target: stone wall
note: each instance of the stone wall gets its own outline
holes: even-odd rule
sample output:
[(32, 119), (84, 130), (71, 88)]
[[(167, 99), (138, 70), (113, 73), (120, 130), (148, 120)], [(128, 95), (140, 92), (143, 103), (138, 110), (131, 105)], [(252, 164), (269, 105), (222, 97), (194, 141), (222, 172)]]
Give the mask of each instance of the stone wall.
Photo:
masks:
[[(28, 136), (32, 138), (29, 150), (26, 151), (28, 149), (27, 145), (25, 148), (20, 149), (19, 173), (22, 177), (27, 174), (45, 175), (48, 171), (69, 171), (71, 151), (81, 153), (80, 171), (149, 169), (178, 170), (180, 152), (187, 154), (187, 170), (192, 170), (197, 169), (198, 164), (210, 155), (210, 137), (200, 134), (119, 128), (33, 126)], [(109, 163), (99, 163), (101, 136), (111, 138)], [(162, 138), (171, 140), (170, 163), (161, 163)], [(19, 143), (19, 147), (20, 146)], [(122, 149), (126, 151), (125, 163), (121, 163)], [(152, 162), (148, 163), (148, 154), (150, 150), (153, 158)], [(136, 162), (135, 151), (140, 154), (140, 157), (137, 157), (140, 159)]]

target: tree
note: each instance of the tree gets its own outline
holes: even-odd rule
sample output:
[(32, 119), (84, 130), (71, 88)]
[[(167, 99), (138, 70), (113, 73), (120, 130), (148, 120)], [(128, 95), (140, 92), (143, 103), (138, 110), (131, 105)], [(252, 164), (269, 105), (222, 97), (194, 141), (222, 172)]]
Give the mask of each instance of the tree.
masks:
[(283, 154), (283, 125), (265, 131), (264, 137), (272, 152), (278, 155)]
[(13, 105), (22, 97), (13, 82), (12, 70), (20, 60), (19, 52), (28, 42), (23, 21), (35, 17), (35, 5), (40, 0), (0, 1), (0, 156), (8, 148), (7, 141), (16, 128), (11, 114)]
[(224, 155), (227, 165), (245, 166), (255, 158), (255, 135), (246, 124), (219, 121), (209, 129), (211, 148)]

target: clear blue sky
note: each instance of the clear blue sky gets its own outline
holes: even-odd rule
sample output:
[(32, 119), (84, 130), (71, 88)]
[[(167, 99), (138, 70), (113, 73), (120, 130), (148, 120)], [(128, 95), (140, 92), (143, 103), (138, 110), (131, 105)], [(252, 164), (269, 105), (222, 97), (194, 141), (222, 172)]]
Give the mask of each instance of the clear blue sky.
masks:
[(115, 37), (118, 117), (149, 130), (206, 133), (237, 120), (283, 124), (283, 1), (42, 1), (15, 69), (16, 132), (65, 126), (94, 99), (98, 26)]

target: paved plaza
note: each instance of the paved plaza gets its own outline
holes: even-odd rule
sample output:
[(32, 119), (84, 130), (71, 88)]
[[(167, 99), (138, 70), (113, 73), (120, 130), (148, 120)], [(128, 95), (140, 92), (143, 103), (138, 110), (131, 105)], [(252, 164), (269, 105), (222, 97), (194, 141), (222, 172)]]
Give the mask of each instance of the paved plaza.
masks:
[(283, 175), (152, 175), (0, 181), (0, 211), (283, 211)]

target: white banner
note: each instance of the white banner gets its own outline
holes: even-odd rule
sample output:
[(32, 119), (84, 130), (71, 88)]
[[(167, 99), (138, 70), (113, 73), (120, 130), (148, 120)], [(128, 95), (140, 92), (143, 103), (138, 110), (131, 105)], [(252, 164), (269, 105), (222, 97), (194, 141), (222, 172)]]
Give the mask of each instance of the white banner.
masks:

══════════

## Work to complete
Rewrite all the rows above with "even-odd rule" changed to "nonzero winding rule" and nothing else altered.

## Solution to the exercise
target: stone wall
note: each instance of the stone wall gets its own outline
holes: nonzero winding rule
sample output:
[(32, 119), (84, 130), (71, 88)]
[[(167, 99), (138, 70), (113, 73), (120, 130), (148, 120)], [(128, 95), (140, 92), (143, 103), (138, 110), (131, 105)], [(252, 164), (269, 105), (222, 97), (194, 141), (222, 172)]]
Give the mask of each instance of the stone wall.
Photo:
masks:
[[(28, 136), (32, 138), (29, 150), (26, 151), (28, 149), (27, 145), (25, 148), (20, 149), (19, 173), (22, 177), (27, 174), (45, 175), (48, 171), (69, 171), (71, 151), (81, 153), (80, 171), (149, 169), (178, 170), (180, 152), (187, 154), (187, 170), (192, 170), (197, 169), (198, 164), (210, 155), (210, 137), (200, 134), (119, 128), (33, 126)], [(109, 163), (99, 163), (101, 136), (111, 138)], [(162, 138), (171, 140), (170, 163), (161, 163)], [(19, 143), (19, 147), (20, 146)], [(122, 149), (126, 151), (125, 163), (121, 163)], [(152, 162), (148, 163), (148, 154), (150, 150), (153, 158)], [(136, 162), (135, 151), (140, 154), (140, 157), (137, 157), (140, 159)]]

target: tree
note: each instance of the tree gets its own outline
holes: nonzero winding rule
sample output:
[(32, 119), (84, 130), (71, 88)]
[[(167, 99), (138, 70), (113, 73), (120, 130), (148, 120)], [(128, 95), (140, 92), (143, 103), (138, 110), (131, 105)], [(252, 164), (269, 105), (222, 97), (194, 141), (222, 172)]]
Give the mask of each instance of the tree.
masks:
[(283, 154), (283, 125), (265, 131), (264, 137), (272, 152), (278, 155)]
[(13, 105), (22, 97), (13, 82), (12, 70), (20, 60), (19, 52), (28, 42), (23, 21), (35, 17), (35, 5), (40, 0), (0, 1), (0, 156), (8, 148), (7, 141), (16, 128), (11, 114)]
[(224, 155), (227, 165), (245, 166), (255, 158), (255, 135), (246, 124), (219, 121), (209, 129), (211, 148)]

target: clear blue sky
note: each instance of the clear blue sky gets its own outline
holes: nonzero winding rule
sample output:
[(32, 119), (84, 130), (71, 88)]
[[(167, 99), (138, 70), (113, 73), (120, 130), (148, 120)], [(128, 95), (140, 92), (143, 103), (138, 110), (131, 105)], [(252, 164), (269, 105), (222, 97), (194, 141), (222, 172)]]
Give the mask of each instance of the clear blue sky.
masks:
[(115, 37), (118, 117), (149, 130), (206, 133), (237, 120), (283, 124), (283, 1), (42, 1), (15, 69), (16, 132), (65, 126), (94, 99), (98, 26)]

target: paved plaza
note: each instance of the paved plaza gets its own outline
holes: nonzero winding rule
sample output:
[(32, 119), (84, 130), (71, 88)]
[[(167, 99), (138, 70), (113, 73), (120, 130), (148, 120)], [(128, 95), (140, 92), (143, 103), (138, 110), (131, 105)], [(252, 164), (269, 105), (222, 97), (194, 141), (222, 172)]]
Give the mask of each instance of the paved plaza.
masks:
[(283, 175), (152, 175), (0, 181), (0, 211), (283, 211)]

target: white banner
note: each instance of the white banner gets its own outline
holes: nonzero winding rule
sample output:
[(32, 119), (84, 130), (71, 88)]
[[(167, 99), (138, 70), (113, 73), (120, 130), (148, 120)], [(128, 95), (140, 92), (143, 103), (138, 110), (131, 105)], [(252, 164), (269, 105), (222, 97), (194, 141), (222, 172)]]
Give the mask of each instance of the white banner.
masks:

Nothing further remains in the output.